__AUSGANGSTEXT__:
Die weiteren Charaktere werden nur schablonenhaft ausgearbeitet und die absonderliche Beziehungskonstellation erschwert es den Lesenden, in Resonanz mit der Lebensgeschichte zu gehen. Auch wenn Schlink womöglich einen neuen Aspekt des menschlichen Sterbens mit in die Handlung verwebt, in der, entgegen den Vorstellungen, der Mensch am Lebensende nicht alles in Perspektive sieht, sondern weiterhin mit den umtriebigen Gefühlen und Bedürfnissen seines flüchtigen Lebens kämpft, wirkt der Wechsel zwischen den trivialen und tiefsinnigen Passagen eher ungewollt und irritierend.

__LERNZIELE__:
a - Schreibe aus dem Ausgangstext den Abschnitt ab, der mit „Die weiteren Charaktere“ beginnt und mit „ungewollt und irritierend.“ endet.
b - Nenne alle Kritikpunkte, die der Ausgangstext an Schlinks Buch äußert.
c - Gib den Absatz des Ausgangstextes, der mit „Die weiteren Charaktere“ beginnt, als kurze Stichpunktliste wieder und behalte dabei seine wesentlichen Aussagen bei.

__Gespeicherte Daten__:
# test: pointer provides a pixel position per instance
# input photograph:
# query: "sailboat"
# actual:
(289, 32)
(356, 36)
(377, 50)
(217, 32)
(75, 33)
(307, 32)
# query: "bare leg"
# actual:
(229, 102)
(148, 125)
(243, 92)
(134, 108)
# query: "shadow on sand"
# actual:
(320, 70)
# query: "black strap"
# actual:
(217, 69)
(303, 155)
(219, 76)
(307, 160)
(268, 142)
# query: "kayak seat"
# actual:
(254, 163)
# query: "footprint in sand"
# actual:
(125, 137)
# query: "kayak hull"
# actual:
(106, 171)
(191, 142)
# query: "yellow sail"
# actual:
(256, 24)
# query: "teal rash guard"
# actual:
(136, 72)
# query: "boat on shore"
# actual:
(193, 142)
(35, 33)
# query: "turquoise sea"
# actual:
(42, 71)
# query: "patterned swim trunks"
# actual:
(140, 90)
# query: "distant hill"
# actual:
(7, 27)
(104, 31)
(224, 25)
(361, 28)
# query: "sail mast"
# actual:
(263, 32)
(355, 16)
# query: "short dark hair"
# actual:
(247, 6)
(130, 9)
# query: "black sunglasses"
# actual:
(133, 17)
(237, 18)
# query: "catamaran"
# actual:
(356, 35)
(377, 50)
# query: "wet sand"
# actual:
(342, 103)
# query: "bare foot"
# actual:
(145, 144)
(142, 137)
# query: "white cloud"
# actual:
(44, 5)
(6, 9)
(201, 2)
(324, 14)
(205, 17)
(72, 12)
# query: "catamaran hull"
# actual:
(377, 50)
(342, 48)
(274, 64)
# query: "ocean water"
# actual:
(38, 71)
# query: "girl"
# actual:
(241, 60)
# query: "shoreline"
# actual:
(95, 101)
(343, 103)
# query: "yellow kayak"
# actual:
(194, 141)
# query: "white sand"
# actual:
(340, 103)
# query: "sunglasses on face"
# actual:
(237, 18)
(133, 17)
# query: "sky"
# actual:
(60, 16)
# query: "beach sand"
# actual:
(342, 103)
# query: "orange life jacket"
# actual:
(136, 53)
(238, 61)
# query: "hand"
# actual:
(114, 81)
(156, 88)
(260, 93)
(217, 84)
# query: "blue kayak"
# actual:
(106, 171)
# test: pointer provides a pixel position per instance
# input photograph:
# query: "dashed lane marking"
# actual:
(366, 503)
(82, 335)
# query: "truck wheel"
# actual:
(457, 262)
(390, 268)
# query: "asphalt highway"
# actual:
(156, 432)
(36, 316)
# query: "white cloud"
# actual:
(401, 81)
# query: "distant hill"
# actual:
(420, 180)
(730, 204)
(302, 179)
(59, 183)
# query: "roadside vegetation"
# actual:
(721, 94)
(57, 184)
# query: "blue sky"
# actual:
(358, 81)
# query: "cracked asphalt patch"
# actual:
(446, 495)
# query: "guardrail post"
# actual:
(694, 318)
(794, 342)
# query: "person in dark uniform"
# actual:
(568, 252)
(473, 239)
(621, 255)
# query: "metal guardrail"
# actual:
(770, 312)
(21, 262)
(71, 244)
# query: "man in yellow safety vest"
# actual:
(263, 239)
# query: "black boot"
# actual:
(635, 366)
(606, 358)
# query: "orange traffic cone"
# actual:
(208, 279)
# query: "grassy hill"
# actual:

__LÖSUNGEN__:
a -
Die weiteren Charaktere werden nur schablonenhaft ausgearbeitet und die absonderliche Beziehungskonstellation erschwert es den Lesenden, in Resonanz mit der Lebensgeschichte zu gehen. Auch wenn Schlink womöglich einen neuen Aspekt des menschlichen Sterbens mit in die Handlung verwebt, in der, entgegen den Vorstellungen, der Mensch am Lebensende nicht alles in Perspektive sieht, sondern weiterhin mit den umtriebigen Gefühlen und Bedürfnissen seines flüchtigen Lebens kämpft, wirkt der Wechsel zwischen den trivialen und tiefsinnigen Passagen eher ungewollt und irritierend.

b -
- Die weiteren Charaktere werden nur schablonenhaft ausgearbeitet.
- Die absonderliche Beziehungskonstellation erschwert es den Lesenden, in Resonanz mit der Lebensgeschichte zu gehen.
- Der Wechsel zwischen den trivialen und tiefsinnigen Passagen wirkt eher ungewollt und irritierend.

c -
- Die weiteren Charaktere sind nur schablonenhaft ausgearbeitet.
- Die absonderliche Beziehungskonstellation erschwert es den Lesenden, in Resonanz mit der Lebensgeschichte zu gehen.
- Schlink verwebt womöglich einen neuen Aspekt des Sterbens in die Handlung: Der Mensch sieht am Lebensende nicht alles in Perspektive, sondern kämpft weiter mit den umtriebigen Gefühlen und Bedürfnissen seines flüchtigen Lebens.
- Der Wechsel zwischen trivialen und tiefsinnigen Passagen wirkt eher ungewollt und irritierend.